== What you are asked to do ==
Which rows below contain the word "report"? Gather each such line in full, treating uppercase and lowercase letters as different.

======== Provided data ========

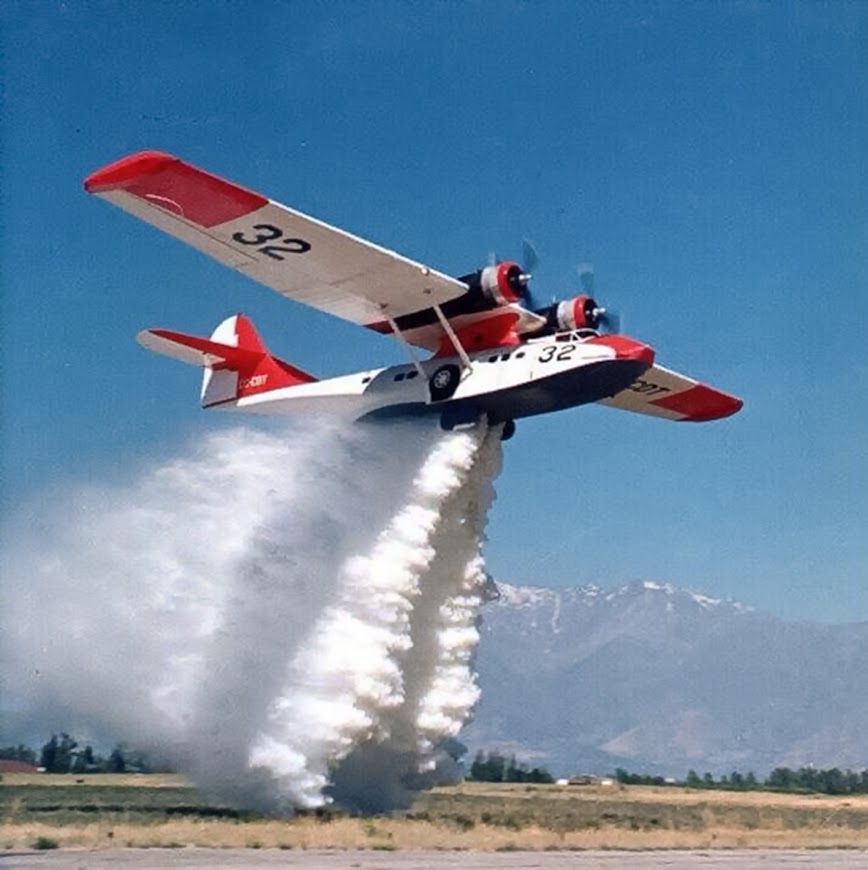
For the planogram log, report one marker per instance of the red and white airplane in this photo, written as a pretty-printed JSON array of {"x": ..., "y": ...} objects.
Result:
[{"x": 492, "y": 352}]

========
======== Provided data ========

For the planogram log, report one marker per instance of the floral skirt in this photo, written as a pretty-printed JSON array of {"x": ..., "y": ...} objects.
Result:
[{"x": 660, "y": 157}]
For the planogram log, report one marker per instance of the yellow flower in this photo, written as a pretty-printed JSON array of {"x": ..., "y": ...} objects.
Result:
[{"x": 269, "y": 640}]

========

== Expected output ==
For the planogram log, report one marker per instance of the red and white airplane in this photo, written as a pretty-printed JSON array of {"x": ..., "y": ...} objects.
For the planogram log, report one marker per instance of the floral skirt in this photo, written as a pretty-printed JSON array of {"x": ..., "y": ...} objects.
For the planogram log, report one marker per instance of the yellow flower in this photo, written as a pretty-printed JSON array of {"x": ..., "y": ...} objects.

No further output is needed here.